Standard Mode requires dev/prod data sources to be **physically isolated**. Recommended approaches:

| Isolation approach | Description | Applicable scenarios |
|--------------------|-------------|----------------------|
| Different instances | Dev uses `rm-dev-xxx`, Prod uses `rm-prod-xxx` | **Recommended**, Complete isolation |
| Same instance, different databases | Dev uses `dev_db`, Prod uses `prod_db` | Cost-sensitive scenarios |

> **Best practice**: Before creating data sources, confirm the workspace mode first. For Standard Mode, guide users to create both development and production data sources.

---

## Cross-Account Data Source Quick Reference

### Data Source Types Supporting Cross-Account

| Type | Type | Connection Mode | authType | Cross-account specific parameters |
|------|------|-----------------|----------|-----------------------------------|
| MaxCompute | maxcompute | UrlMode | RamRole | project, endpointMode |
| Hologres | hologres | InstanceMode | RamRole | instanceId, database |
| MySQL | mysql | InstanceMode | - | instanceId, username, password |
| PostgreSQL | postgresql | InstanceMode | - | instanceId, username, password |
| PolarDB | polardb | InstanceMode | - | clusterId, dbType, username, password |
| SQLServer | sqlserver | InstanceMode | - | instanceId, username, password |
| AnalyticDB MySQL | analyticdb_for_mysql | InstanceMode | - | instanceId, username, password |
| AnalyticDB PostgreSQL | analyticdb_for_postgresql | InstanceMode | - | instanceId, username, password |
| StarRocks | starrocks | InstanceMode | - | instanceId, instanceType, username, password |

### Cross-Account Common Parameters

All cross-account data sources require:
- `crossAccountOwnerId`: Alibaba Cloud UID of the target account
- `crossAccountRoleName`: RAM role name in the target account

### Configuration Differences

**MaxCompute / Hologres**:
- Must set `authType: RamRole`
- Does not require `username` and `password`

**Other types** (MySQL/PostgreSQL/SQLServer/PolarDB/AnalyticDB/StarRocks):
- Does not require setting `authType`
- Must provide `username` and `password`
- PolarDB uses `clusterId` instead of `instanceId`
- StarRocks must provide `instanceType` (`emr-olap` or `serverless`)

======

*Goals*.
**1)** Rewrite the stretch of the data source guide from "Standard Mode requires" through "production data sources.", using "Strict Mode" in place of "Standard Mode" wherever it occurs.
**2)** Answer these questions from the data source guide:
(a) Which data source type uses `clusterId` instead of `instanceId`?
(b) What two values can StarRocks take for `instanceType`?
(c) Which isolation approach is listed for cost-sensitive scenarios?
**3)** Using the data source guide, state whether each statement agrees with it. Answer yes or no, and quote the words that decide it.
(a) MaxCompute and Hologres data sources require a username and password.
(b) The `crossAccountRoleName` parameter gives the RAM role name in the target account.
(c) For Standard Mode, the best practice is to create only a production data source.

*Material shown*.
======

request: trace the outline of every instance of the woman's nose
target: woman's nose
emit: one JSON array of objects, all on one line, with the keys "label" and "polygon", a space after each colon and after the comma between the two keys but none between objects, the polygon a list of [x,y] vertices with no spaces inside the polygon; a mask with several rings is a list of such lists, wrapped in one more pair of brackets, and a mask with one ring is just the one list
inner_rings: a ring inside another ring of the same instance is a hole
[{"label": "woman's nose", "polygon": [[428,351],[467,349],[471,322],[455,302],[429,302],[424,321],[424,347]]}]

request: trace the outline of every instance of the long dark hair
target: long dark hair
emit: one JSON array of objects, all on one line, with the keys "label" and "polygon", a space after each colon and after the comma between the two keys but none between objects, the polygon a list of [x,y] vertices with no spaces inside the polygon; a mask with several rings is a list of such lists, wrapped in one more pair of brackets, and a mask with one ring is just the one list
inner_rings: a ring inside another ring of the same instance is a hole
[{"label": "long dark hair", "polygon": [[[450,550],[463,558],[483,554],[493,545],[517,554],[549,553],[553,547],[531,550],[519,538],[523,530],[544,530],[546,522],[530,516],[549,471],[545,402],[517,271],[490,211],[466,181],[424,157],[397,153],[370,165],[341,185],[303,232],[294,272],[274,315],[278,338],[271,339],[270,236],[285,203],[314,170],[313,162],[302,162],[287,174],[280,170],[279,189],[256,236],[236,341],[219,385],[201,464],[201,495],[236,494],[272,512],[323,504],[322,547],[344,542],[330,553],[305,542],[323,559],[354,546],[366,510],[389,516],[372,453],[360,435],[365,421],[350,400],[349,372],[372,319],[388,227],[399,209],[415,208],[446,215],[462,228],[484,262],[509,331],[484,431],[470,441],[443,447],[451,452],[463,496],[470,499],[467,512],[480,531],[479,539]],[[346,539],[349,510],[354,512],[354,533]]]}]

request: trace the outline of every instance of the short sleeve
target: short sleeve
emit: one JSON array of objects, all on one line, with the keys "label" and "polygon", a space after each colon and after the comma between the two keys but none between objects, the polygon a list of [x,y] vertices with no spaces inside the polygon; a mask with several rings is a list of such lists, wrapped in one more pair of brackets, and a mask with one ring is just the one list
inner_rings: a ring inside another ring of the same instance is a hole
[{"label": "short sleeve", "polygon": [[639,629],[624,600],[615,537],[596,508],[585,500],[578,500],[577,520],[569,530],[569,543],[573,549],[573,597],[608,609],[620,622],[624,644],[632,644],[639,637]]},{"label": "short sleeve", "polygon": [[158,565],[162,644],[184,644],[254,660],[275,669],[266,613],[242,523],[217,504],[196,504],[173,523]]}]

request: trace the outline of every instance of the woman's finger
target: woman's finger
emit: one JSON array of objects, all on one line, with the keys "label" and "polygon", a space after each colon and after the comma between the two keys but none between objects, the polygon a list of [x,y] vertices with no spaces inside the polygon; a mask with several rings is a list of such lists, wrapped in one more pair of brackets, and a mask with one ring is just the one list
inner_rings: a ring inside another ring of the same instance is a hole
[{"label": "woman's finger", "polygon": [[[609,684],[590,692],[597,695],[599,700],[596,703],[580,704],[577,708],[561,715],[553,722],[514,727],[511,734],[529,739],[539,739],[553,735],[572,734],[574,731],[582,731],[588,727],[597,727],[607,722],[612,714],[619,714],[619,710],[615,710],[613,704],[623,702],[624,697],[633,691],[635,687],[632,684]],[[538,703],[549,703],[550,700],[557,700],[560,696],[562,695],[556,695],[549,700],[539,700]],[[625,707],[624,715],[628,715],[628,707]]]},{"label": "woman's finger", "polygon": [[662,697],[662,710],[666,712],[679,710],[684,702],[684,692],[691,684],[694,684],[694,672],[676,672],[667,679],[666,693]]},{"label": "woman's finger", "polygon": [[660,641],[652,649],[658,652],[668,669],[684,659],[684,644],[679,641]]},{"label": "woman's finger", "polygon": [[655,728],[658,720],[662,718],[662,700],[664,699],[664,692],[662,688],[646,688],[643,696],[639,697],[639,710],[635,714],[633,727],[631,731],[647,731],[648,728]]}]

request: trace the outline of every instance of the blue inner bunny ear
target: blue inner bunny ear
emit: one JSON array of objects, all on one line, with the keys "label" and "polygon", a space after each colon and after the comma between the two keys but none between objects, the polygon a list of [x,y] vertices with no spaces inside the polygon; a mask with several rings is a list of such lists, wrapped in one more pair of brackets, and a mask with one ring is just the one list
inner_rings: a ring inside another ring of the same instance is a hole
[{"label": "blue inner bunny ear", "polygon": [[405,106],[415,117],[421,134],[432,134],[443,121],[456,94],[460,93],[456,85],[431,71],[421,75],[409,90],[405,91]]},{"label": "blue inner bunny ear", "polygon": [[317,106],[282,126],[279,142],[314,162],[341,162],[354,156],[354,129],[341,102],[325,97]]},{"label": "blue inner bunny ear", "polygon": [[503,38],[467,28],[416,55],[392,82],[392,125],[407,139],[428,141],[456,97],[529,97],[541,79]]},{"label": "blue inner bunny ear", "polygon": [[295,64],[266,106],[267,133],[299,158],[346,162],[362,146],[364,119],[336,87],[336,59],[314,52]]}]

======

*Responses*.
**1)**
Strict Mode requires dev/prod data sources to be **physically isolated**. Recommended approaches:

| Isolation approach | Description | Applicable scenarios |
|--------------------|-------------|----------------------|
| Different instances | Dev uses `rm-dev-xxx`, Prod uses `rm-prod-xxx` | **Recommended**, Complete isolation |
| Same instance, different databases | Dev uses `dev_db`, Prod uses `prod_db` | Cost-sensitive scenarios |

> **Best practice**: Before creating data sources, confirm the workspace mode first. For Strict Mode, guide users to create both development and production data sources.

**2)**
(a) PolarDB
(b) `emr-olap` or `serverless`
(c) Same instance, different databases

**3)**
(a) No: "Does not require `username` and `password`"
(b) Yes: "`crossAccountRoleName`: RAM role name in the target account"
(c) No: "For Standard Mode, guide users to create both development and production data sources."